Data for analysis: Begin
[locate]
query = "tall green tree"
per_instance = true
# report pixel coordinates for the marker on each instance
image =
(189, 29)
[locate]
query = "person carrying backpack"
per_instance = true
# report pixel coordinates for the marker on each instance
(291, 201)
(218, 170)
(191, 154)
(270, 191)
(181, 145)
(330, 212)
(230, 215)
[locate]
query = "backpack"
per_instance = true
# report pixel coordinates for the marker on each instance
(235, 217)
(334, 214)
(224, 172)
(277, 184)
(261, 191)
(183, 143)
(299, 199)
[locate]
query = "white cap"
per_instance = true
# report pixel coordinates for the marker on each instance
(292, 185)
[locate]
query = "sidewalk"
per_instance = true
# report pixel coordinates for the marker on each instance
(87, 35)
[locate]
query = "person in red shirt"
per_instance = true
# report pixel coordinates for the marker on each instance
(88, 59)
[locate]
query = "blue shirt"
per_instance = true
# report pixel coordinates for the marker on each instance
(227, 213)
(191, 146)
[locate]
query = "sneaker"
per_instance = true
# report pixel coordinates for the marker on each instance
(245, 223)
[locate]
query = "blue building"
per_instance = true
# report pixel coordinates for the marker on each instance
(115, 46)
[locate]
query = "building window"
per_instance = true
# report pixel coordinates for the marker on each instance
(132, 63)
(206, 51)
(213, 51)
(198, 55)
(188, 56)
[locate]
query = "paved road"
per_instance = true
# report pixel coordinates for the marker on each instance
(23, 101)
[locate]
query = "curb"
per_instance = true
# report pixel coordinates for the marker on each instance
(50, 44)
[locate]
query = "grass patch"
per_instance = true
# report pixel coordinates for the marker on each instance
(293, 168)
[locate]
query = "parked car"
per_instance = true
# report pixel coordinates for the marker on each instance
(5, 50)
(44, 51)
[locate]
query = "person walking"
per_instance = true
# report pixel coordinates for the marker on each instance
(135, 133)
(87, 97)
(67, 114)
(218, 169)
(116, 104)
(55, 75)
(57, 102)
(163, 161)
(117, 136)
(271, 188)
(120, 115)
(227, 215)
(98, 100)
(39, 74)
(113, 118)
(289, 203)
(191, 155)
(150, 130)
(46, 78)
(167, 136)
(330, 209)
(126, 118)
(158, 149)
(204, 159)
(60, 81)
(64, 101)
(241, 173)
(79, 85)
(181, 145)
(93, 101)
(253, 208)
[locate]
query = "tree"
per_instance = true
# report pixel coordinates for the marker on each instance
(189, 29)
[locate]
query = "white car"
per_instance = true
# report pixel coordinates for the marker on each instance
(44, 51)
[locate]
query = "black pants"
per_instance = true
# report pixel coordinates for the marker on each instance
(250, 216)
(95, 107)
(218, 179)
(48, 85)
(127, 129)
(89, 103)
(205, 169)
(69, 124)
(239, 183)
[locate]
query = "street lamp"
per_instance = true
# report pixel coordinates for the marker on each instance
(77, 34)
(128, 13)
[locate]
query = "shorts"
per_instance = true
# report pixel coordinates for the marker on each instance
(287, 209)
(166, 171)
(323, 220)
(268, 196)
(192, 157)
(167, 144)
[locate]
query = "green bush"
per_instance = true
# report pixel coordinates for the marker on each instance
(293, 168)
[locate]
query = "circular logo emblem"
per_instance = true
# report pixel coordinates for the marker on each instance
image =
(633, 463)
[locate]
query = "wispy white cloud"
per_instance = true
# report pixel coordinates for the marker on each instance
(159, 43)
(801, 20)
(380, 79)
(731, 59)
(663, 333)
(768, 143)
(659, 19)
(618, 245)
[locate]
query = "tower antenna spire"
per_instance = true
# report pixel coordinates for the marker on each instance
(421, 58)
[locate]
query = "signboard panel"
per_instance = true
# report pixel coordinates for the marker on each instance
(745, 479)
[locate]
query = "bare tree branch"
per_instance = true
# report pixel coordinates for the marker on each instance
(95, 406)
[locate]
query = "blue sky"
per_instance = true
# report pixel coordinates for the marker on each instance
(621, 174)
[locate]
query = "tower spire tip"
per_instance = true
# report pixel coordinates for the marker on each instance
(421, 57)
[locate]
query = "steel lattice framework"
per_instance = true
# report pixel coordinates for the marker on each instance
Data for analysis: End
What needs to be done
Please output every record, keeping each line exact.

Answer space
[locate]
query = "tall green tree"
per_instance = true
# report pixel coordinates for the marker on each instance
image =
(189, 29)
[locate]
query = "person carrying backpack"
per_instance = true
# report pixel coordinates for the marker on each instance
(291, 201)
(218, 170)
(191, 154)
(270, 191)
(181, 145)
(330, 212)
(230, 215)
[locate]
query = "backpack"
per_instance = true
# report pixel coordinates for the marker on each instance
(235, 217)
(334, 214)
(224, 172)
(277, 184)
(261, 191)
(183, 143)
(299, 199)
[locate]
query = "white cap"
per_instance = true
# report pixel coordinates for the marker on each instance
(292, 185)
[locate]
query = "sidewalk"
per_instance = true
# report pixel coordinates for the marker on each instance
(87, 35)
[locate]
query = "person in red shirt"
per_instance = true
# report pixel coordinates for the marker on each instance
(88, 59)
[locate]
query = "blue shirt"
per_instance = true
# report pixel coordinates for the marker on each instance
(227, 213)
(191, 146)
[locate]
query = "sneaker"
per_instance = true
# report pixel coordinates for the marker on each instance
(245, 223)
[locate]
query = "blue building"
per_instance = true
# report pixel coordinates for the marker on each instance
(115, 46)
[locate]
query = "building window"
per_instance = true
# report pixel coordinates for the marker on each instance
(132, 63)
(206, 51)
(213, 51)
(198, 55)
(188, 56)
[locate]
query = "paved road"
per_instance = true
# report pixel coordinates for the marker on each instance
(23, 101)
[locate]
query = "curb"
per_instance = true
# report pixel coordinates for the marker on each instance
(50, 44)
[locate]
query = "grass patch"
per_instance = true
# report pixel coordinates for the marker on each instance
(293, 168)
[locate]
query = "parked car"
per_instance = true
# report pixel coordinates for the marker on each instance
(5, 50)
(44, 51)
[locate]
query = "person walking"
per_instance = true
# report pixel coordinates for the marker on each instance
(135, 133)
(87, 97)
(67, 114)
(218, 169)
(116, 104)
(55, 75)
(57, 102)
(163, 161)
(117, 136)
(271, 188)
(120, 115)
(227, 215)
(98, 100)
(39, 74)
(113, 118)
(289, 203)
(191, 155)
(150, 130)
(46, 78)
(167, 136)
(330, 209)
(126, 118)
(158, 149)
(204, 159)
(60, 81)
(64, 101)
(241, 173)
(79, 85)
(181, 145)
(93, 101)
(253, 208)
[locate]
query = "tree"
per_instance = true
# report pixel coordinates for the marker on each instance
(189, 29)
[locate]
query = "white car"
per_instance = true
# report pixel coordinates for the marker on each instance
(44, 51)
[locate]
query = "black pants"
per_instance = true
# report pixel coordinates for the marker on each instance
(250, 216)
(95, 107)
(218, 179)
(48, 85)
(127, 129)
(89, 103)
(205, 169)
(69, 124)
(239, 183)
[locate]
query = "street lamp"
per_instance = true
# report pixel coordinates for the marker on each instance
(77, 34)
(128, 13)
[locate]
query = "shorts"
per_instance = true
# report pixel coordinates for the marker on each instance
(287, 209)
(166, 171)
(323, 220)
(268, 196)
(192, 157)
(167, 144)
[locate]
query = "green bush"
per_instance = true
# report pixel coordinates for the marker on each instance
(293, 168)
[locate]
query = "circular logo emblem"
per_instance = true
# report pixel coordinates for the marker on each instance
image =
(633, 463)
[locate]
query = "wispy white cloud"
per_instance = true
# report pixel coordinates for the marker on each instance
(159, 43)
(801, 20)
(380, 79)
(731, 59)
(663, 333)
(768, 143)
(659, 19)
(618, 245)
[locate]
query = "tower antenna spire"
per_instance = true
# report pixel coordinates for the marker on each instance
(421, 58)
[locate]
query = "signboard panel"
per_instance = true
# report pixel coordinates for the marker on each instance
(745, 479)
[locate]
query = "bare tree branch"
per_instance = true
# report pixel coordinates for the marker on each instance
(95, 406)
[locate]
query = "blue sky"
per_instance = true
# report pixel coordinates for the marker on each instance
(621, 174)
[locate]
query = "tower spire tip"
per_instance = true
# report pixel coordinates for the marker on each instance
(421, 57)
[locate]
query = "steel lattice framework"
per_instance = true
# report pixel coordinates for the marker on each instance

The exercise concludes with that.